[Records from a collection]
————

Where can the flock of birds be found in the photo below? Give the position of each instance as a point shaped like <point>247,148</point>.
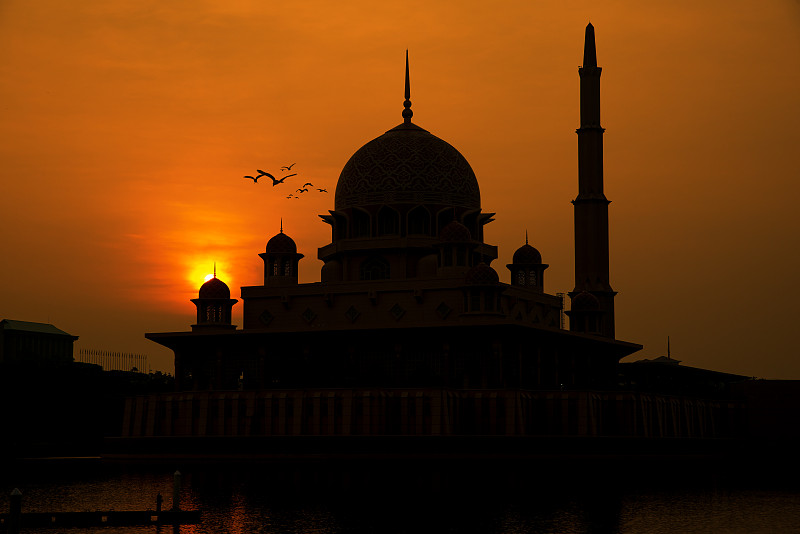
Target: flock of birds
<point>276,181</point>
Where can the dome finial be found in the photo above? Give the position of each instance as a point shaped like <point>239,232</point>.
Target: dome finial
<point>407,113</point>
<point>589,49</point>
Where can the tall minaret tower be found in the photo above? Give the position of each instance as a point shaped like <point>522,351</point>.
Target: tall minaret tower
<point>592,299</point>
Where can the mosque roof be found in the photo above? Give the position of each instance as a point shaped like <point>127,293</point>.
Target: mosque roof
<point>281,244</point>
<point>214,288</point>
<point>481,275</point>
<point>407,164</point>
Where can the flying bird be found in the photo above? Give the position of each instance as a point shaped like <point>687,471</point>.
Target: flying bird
<point>275,181</point>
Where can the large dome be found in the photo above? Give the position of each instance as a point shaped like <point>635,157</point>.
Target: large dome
<point>407,164</point>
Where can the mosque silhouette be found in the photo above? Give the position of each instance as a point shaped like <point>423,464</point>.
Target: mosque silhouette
<point>410,341</point>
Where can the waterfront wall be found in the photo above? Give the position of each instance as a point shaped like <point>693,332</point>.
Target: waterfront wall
<point>386,412</point>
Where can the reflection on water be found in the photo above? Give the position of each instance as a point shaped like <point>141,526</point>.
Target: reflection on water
<point>404,496</point>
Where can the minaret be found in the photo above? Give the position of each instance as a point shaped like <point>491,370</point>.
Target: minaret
<point>591,207</point>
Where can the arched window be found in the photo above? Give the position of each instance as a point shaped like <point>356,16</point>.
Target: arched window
<point>375,268</point>
<point>339,227</point>
<point>419,221</point>
<point>388,221</point>
<point>361,223</point>
<point>444,218</point>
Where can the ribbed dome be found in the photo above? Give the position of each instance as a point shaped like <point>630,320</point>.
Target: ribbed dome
<point>281,244</point>
<point>526,255</point>
<point>407,164</point>
<point>481,275</point>
<point>214,289</point>
<point>585,301</point>
<point>455,232</point>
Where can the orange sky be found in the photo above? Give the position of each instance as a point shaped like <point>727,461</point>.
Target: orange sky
<point>127,126</point>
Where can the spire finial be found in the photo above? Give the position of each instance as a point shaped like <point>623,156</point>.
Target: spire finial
<point>407,113</point>
<point>589,49</point>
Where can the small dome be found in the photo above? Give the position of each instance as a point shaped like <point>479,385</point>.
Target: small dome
<point>585,301</point>
<point>526,255</point>
<point>215,289</point>
<point>481,275</point>
<point>281,244</point>
<point>455,232</point>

————

- **Task prompt**:
Rewrite the lines from the first one through the line containing "<point>592,299</point>", substituting "dome ornament" for "dome finial" and keeping everything else unchanged. Omit the pictures from the output.

- **The result**:
Where can the flock of birds be found in the photo below? Give the position of each instance as a point shaped like <point>247,148</point>.
Target: flock of birds
<point>276,181</point>
Where can the dome ornament be found in the photo above? Give the position of each instance as a point shaped like <point>239,232</point>.
Target: dome ornament
<point>407,113</point>
<point>589,49</point>
Where can the tall minaret tower be found in the photo above? Give the position of each instance as a point shaped like <point>522,351</point>.
Target: tall minaret tower
<point>592,299</point>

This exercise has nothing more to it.